TEXT EXTRACT
[EAS] CMAS
Lowell Kiesow
lkiesow at kplu.org
Tue Jan 15 00:52:23 CST 2013
The wireless carriers don't want people doing that because the amount
of simultaneous traffic can overload their network. As we learned
the hard way during tsunami alerts, the NWS doesn't have enough web
server capacity either. We saw the same thing here during the Amber
alert via CMAS last week. The Amber web portals were useless for
some time after the alert went out. CMAS, at least right now, is so
effective at generating interest that the consequences of system
overloads are very real. Hence the wording "check local media" was
very deliberate to try and avoid these problems. Maybe revising the
phrase to "check local radio & TV" might be more effective.

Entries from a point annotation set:
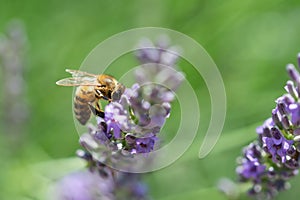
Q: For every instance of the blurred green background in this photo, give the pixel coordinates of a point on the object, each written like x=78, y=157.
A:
x=250, y=41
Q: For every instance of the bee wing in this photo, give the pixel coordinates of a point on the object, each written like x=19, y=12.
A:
x=78, y=81
x=77, y=73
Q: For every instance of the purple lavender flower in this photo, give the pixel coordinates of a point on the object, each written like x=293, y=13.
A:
x=271, y=162
x=84, y=185
x=251, y=167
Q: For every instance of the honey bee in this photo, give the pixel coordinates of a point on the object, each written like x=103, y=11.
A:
x=90, y=89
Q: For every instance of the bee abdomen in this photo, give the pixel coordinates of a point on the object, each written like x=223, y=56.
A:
x=81, y=105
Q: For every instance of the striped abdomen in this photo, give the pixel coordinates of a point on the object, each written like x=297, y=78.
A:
x=83, y=96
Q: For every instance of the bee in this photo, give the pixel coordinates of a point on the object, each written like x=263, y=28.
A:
x=90, y=89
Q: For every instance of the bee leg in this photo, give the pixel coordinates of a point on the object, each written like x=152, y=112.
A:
x=96, y=110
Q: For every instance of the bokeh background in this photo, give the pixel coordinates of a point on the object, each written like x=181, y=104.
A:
x=250, y=41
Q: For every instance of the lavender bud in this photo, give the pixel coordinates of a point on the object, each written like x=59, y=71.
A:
x=276, y=119
x=285, y=122
x=297, y=138
x=281, y=108
x=294, y=74
x=290, y=88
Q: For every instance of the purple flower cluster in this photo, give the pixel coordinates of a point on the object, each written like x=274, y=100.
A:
x=129, y=127
x=271, y=161
x=100, y=182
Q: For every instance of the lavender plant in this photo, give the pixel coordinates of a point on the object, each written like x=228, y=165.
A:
x=273, y=159
x=129, y=128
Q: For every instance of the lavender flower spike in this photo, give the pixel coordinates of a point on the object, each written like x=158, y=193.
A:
x=273, y=159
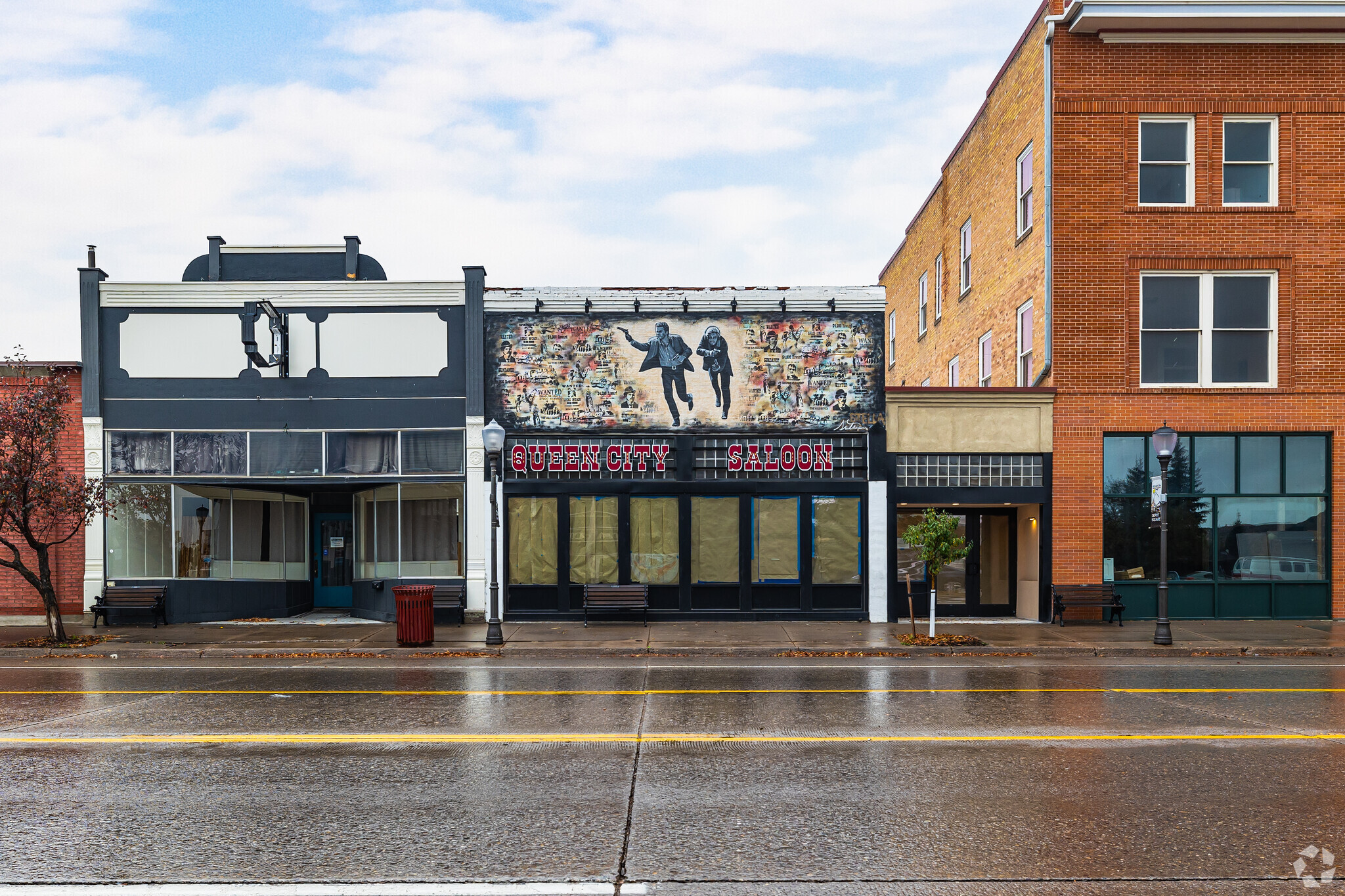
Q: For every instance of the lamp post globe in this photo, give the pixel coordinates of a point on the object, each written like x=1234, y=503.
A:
x=1165, y=445
x=493, y=438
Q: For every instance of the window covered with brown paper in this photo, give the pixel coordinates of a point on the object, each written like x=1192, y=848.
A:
x=835, y=540
x=654, y=542
x=594, y=539
x=715, y=539
x=531, y=540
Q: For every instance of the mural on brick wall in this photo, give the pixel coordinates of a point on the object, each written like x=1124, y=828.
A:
x=642, y=371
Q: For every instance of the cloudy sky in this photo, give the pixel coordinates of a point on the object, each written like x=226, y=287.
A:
x=594, y=142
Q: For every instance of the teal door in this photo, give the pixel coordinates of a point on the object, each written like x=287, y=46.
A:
x=335, y=559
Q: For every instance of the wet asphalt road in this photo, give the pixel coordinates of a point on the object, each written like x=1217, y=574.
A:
x=793, y=777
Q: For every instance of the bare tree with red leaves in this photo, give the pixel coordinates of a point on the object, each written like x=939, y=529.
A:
x=42, y=505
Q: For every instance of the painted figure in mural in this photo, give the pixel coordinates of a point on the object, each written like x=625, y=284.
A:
x=715, y=350
x=670, y=355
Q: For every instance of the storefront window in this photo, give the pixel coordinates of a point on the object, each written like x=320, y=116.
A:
x=775, y=540
x=594, y=524
x=654, y=542
x=202, y=543
x=139, y=531
x=361, y=453
x=286, y=454
x=1271, y=539
x=531, y=540
x=835, y=540
x=715, y=539
x=139, y=453
x=432, y=538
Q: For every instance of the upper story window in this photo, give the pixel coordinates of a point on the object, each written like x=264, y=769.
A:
x=1025, y=191
x=1024, y=327
x=892, y=339
x=1165, y=161
x=925, y=303
x=938, y=288
x=1207, y=330
x=965, y=249
x=984, y=351
x=1250, y=161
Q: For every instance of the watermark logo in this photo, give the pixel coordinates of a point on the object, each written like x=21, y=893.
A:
x=1325, y=865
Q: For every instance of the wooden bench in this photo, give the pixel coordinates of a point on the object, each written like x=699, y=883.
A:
x=137, y=597
x=452, y=597
x=1086, y=595
x=617, y=598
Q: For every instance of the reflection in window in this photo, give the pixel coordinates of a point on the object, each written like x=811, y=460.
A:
x=204, y=527
x=210, y=453
x=286, y=454
x=139, y=531
x=361, y=453
x=139, y=453
x=432, y=452
x=715, y=539
x=1271, y=539
x=1132, y=544
x=835, y=540
x=775, y=540
x=594, y=526
x=432, y=536
x=531, y=540
x=655, y=542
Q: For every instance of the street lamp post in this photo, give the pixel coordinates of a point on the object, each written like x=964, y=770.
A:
x=493, y=437
x=1165, y=442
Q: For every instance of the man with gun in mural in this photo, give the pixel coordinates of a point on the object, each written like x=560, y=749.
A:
x=670, y=355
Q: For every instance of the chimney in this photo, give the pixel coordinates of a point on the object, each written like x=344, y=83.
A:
x=351, y=257
x=213, y=267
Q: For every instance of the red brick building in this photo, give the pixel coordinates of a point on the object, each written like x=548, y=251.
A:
x=1165, y=246
x=19, y=602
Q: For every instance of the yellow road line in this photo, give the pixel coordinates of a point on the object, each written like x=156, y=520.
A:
x=673, y=692
x=627, y=738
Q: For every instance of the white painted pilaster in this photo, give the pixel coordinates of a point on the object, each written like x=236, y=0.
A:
x=877, y=551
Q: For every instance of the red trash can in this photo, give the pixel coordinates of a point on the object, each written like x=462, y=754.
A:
x=414, y=614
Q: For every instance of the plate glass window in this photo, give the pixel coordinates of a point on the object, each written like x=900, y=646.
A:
x=1165, y=168
x=1025, y=191
x=1250, y=163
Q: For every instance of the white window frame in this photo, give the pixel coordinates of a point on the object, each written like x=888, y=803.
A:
x=938, y=288
x=925, y=303
x=892, y=337
x=1024, y=349
x=965, y=257
x=1189, y=163
x=1024, y=221
x=1274, y=159
x=1206, y=360
x=984, y=368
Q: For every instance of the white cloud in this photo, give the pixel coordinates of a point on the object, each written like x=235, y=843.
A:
x=606, y=141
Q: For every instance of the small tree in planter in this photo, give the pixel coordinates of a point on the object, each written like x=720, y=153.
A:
x=937, y=536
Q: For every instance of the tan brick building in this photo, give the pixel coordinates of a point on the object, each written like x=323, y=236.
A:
x=1165, y=246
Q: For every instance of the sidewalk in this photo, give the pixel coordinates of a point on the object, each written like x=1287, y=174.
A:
x=337, y=636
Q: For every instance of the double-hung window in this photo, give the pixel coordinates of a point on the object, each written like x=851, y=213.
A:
x=965, y=249
x=1025, y=191
x=984, y=352
x=1166, y=147
x=925, y=303
x=1250, y=156
x=1207, y=330
x=938, y=288
x=1024, y=328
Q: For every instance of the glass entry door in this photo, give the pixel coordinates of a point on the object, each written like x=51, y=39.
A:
x=335, y=559
x=982, y=584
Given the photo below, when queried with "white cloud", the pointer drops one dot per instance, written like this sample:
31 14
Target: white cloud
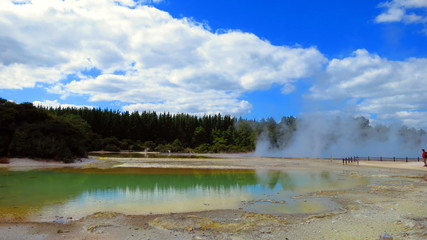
406 11
376 85
56 104
165 63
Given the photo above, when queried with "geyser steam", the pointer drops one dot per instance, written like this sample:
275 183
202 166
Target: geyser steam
318 136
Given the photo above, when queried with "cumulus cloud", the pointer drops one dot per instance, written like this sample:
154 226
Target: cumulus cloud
146 58
394 90
406 11
56 104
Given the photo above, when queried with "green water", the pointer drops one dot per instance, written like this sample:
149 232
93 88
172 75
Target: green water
50 195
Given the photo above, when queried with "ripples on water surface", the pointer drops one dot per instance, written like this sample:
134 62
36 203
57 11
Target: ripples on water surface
45 195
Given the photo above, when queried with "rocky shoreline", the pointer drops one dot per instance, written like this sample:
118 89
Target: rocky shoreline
394 203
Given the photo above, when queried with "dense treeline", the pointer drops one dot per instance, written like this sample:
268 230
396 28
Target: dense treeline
26 131
114 130
67 133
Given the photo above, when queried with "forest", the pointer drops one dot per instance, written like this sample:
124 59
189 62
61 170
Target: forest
68 133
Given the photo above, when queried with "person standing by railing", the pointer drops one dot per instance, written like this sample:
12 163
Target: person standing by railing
424 155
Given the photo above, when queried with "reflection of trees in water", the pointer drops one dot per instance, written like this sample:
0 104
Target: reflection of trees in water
39 187
272 178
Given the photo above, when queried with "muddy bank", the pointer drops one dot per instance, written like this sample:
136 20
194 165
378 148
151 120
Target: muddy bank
393 203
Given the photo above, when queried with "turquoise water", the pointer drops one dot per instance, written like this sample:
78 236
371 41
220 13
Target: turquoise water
50 195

SET PROBLEM A
Count the lines of the records that contain the string "door". Give only the number.
SET PROBLEM B
Extend the mailing-list post about CMAS alerts and network overload, starting after its final sentence.

EXPECTED ANSWER A
2

EXPECTED ANSWER B
However, there needs to be a better mechanism to get detailed info
to broadcasters without congestion. During the Amber, our news staff
had trouble getting information for broadcast. They finally got it
from Total Traffic, who likely got it from the WA State Department of
Transportation. Because of the problems described above, there was
no other source, and we didn't get an EAS until 20 to 30 minutes later.
At 07:28 PM 1/14/2013, you wrote:
>Hi Bob,
>
>For weather related alerts, how about an embedded hot link in the CMAS
>message pointing towards the local WFO for that county?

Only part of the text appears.